» **Your goal**:
Each entry must be reproduced precisely as it stands.

» **Records for the task**:
======
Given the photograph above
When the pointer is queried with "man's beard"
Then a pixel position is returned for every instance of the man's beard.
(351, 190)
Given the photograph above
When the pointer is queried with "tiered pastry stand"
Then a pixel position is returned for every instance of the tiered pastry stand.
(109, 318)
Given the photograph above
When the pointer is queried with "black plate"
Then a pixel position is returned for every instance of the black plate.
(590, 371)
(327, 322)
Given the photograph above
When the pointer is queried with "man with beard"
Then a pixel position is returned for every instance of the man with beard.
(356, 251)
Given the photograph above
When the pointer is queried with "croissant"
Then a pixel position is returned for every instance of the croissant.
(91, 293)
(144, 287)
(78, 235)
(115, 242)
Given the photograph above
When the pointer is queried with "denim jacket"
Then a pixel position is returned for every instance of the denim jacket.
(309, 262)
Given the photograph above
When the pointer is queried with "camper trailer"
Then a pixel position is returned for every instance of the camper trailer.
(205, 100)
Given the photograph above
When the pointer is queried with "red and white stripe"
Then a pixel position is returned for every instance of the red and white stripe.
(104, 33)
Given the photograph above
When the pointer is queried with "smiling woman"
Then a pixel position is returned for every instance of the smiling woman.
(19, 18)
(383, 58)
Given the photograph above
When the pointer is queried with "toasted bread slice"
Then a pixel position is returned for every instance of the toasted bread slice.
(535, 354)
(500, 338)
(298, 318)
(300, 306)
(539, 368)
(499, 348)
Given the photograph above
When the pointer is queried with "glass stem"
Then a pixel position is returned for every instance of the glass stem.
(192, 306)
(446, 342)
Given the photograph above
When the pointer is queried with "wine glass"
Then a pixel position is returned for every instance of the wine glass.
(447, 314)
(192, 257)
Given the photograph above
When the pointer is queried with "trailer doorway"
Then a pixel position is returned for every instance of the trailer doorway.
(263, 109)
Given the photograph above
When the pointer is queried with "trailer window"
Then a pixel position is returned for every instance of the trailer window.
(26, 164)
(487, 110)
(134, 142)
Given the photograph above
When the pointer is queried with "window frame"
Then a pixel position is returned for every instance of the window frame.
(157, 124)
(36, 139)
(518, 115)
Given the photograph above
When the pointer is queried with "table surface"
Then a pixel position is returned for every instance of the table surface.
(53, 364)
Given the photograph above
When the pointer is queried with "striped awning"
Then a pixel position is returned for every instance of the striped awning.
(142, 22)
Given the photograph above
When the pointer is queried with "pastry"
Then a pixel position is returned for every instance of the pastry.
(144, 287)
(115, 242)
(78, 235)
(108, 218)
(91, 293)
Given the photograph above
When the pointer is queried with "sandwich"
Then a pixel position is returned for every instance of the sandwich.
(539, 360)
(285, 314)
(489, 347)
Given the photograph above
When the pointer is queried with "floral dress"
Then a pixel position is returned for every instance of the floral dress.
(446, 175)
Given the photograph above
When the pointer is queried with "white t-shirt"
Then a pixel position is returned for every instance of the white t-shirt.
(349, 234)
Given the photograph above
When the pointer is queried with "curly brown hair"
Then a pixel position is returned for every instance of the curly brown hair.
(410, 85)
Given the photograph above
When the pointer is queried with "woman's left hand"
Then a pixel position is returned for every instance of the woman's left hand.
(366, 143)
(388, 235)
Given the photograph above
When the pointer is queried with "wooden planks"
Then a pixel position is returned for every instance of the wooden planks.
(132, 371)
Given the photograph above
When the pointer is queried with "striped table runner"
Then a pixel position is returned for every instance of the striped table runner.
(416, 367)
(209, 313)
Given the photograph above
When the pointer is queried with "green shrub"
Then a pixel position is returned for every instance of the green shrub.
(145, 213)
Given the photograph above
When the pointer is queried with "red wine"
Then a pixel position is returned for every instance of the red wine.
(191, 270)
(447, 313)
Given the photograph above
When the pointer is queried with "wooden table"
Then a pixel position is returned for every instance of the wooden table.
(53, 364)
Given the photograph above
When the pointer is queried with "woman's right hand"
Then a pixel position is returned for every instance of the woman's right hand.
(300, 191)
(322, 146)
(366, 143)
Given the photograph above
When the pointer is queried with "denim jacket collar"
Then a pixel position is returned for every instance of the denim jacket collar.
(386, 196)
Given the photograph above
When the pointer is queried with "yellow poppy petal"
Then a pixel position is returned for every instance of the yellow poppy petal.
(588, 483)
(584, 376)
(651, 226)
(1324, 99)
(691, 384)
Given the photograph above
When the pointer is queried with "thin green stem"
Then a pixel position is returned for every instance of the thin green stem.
======
» **Full solution**:
Given the photograph above
When the pointer is queried with "man's beard"
Then a pixel position is returned for every instance of the man's beard.
(351, 190)
Given the photograph above
When the pointer is queried with "tiered pastry stand"
Then a pixel position is returned for every instance of the tiered pastry stand.
(109, 318)
Given the photograph above
When the pointer is queried with "black plate"
Then a pixel position is returned for every instance of the black plate.
(590, 371)
(327, 322)
Given the photograph above
When the pointer is queried with "man with beard"
Then a pixel position is returned for every instance of the man with beard.
(356, 251)
Given the photograph above
When the pointer is queried with "croissant"
Then a pixel position is returned for every instance of the croissant.
(91, 293)
(144, 287)
(78, 235)
(115, 242)
Given the photograph above
When the pointer is queried with "denim jacket"
Then a pixel position is returned for every instance of the denim jacket.
(309, 262)
Given the photograph above
When the pointer is queried with "camper trailer"
Then a pixel position is returned for every instance of the camper trailer.
(205, 100)
Given the photograph above
When the pointer is queried with "red and white stripe"
Then a pixel position is returned for every instance of the red and white stripe.
(104, 33)
Given the photograph above
When the pointer is queried with "smiling woman"
Then a pixel position is returned for every instance of the smiling woman.
(19, 18)
(383, 58)
Given the photograph above
When the pointer is queried with "toasted bread slice"
Then a pixel position is returned for every instance of the toasted bread slice.
(535, 354)
(500, 338)
(298, 318)
(300, 306)
(539, 368)
(499, 348)
Given the photograph above
When the pointer is queried with "glass stem"
Then a pixel position is returned for every instance of the glass stem.
(192, 306)
(446, 342)
Given the photograph above
When the pointer is queried with "wine glass"
Then a pixel position is returned for every instance of the wine glass.
(447, 314)
(192, 257)
Given the photograph above
When the pointer is queried with "trailer doorway"
Then a pixel position is returned for every instance of the trailer doorway.
(263, 109)
Given the photograph above
When the pointer is queried with "trailer window"
Then a pixel position is returned for every instance of the trailer window.
(26, 164)
(487, 110)
(134, 142)
Given the photograph above
When the pointer is queried with "window frame"
Then a pixel position is returned for every instance of the window frame.
(157, 124)
(36, 139)
(518, 115)
Given the photograph above
When the pointer is queried with "table surface"
Then a pixel position is returned for every instance of the table surface.
(53, 364)
Given the photograph above
When the pointer is queried with "striped awning"
Then a pixel position is returned for every instance of the striped awning.
(142, 22)
Given the photograph above
When the pointer is queried with "pastry"
Then a pixel position is returned for every instance of the pastry.
(144, 287)
(115, 242)
(78, 235)
(108, 218)
(91, 293)
Given the photograph above
When the pointer is queried with "sandwich"
Then a pixel position is returned for every instance of the sandwich.
(539, 360)
(285, 314)
(489, 347)
Given the photograph above
When the pointer is queried with "floral dress"
Then a pixel position is returned for every instance of the floral dress.
(446, 175)
Given the photograph above
When the pointer is queried with "white t-shirt"
Then a pixel position is returned for every instance of the white t-shirt.
(349, 234)
Given the photograph above
When the pointer is queried with "curly brown hair"
Then a pixel position is returned for every instance of the curly brown hair.
(410, 85)
Given the photograph above
When the pointer is queried with "woman's left hand"
Then a pixel position is returned for every instance of the woman's left hand.
(366, 143)
(388, 235)
Given the photograph above
When the pointer is queried with "wooden planks"
Then a pixel position is returned for every instance of the wooden planks.
(132, 371)
Given the photograph above
When the pointer is queried with "striped table runner"
Then a pixel position is returned for every instance of the striped table runner.
(416, 367)
(209, 313)
Given the photograph above
When the pointer is queried with "green shrub"
Then a pixel position is returned for every instance of the green shrub.
(145, 213)
Given the photograph above
When the pointer is queried with "red wine"
Then a pixel position is returned for every instance of the red wine.
(191, 270)
(447, 313)
Given the photograph above
When the pointer is queried with "wooden table"
Then a pixel position is returned for every instance of the wooden table.
(53, 364)
Given the photograph above
When the pointer is queried with "woman's right hand"
Then a pixel position is returned for every instance of the woman's right hand.
(300, 191)
(322, 146)
(366, 143)
Given the photograph above
When the pointer is queried with "denim jacket collar"
Then a pixel position is returned for every instance of the denim jacket collar.
(386, 196)
Given the photograph above
When the pointer is queried with "yellow poppy petal"
Then a pixel position is returned for every instance of the yellow poppy petal.
(588, 483)
(584, 376)
(651, 226)
(1324, 99)
(691, 384)
Given the photograph above
When the pointer is queried with "thin green stem"
Then a pixel position is returned for every instance of the thin green stem.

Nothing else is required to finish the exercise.